Task item:
Only one stretch of the data below should be repeated: the lines from the line containing "Check that every instance of the green" through the line containing "[[340, 245]]", inclusive, exactly as they are.

(Point localization data)
──────────
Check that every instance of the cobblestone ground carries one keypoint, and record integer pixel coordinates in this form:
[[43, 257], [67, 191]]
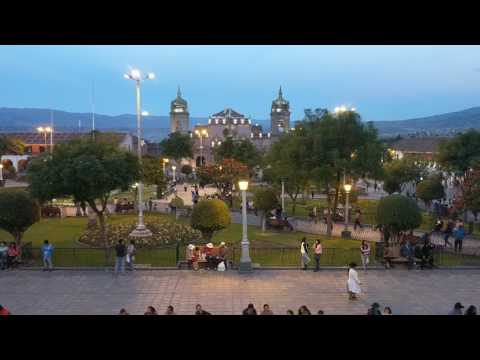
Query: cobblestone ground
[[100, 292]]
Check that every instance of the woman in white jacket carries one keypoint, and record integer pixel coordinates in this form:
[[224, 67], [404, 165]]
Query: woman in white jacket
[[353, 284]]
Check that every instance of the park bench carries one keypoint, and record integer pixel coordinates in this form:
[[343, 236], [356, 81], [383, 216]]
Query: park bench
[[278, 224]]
──────────
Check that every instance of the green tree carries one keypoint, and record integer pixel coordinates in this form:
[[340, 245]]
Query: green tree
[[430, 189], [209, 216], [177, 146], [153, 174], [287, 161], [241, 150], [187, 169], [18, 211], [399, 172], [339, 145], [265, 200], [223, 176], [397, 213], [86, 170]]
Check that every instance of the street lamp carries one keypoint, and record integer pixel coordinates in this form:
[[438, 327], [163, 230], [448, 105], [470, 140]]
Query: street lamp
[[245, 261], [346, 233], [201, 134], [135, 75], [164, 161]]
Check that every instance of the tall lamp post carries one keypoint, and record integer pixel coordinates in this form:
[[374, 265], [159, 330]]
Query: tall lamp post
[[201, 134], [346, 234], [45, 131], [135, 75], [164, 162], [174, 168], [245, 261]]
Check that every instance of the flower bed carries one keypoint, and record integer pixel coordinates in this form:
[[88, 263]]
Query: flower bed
──────────
Exercise solution:
Check that every instance of the green tree carries one keypoint, and record integer pixel coordinates in this form:
[[340, 245]]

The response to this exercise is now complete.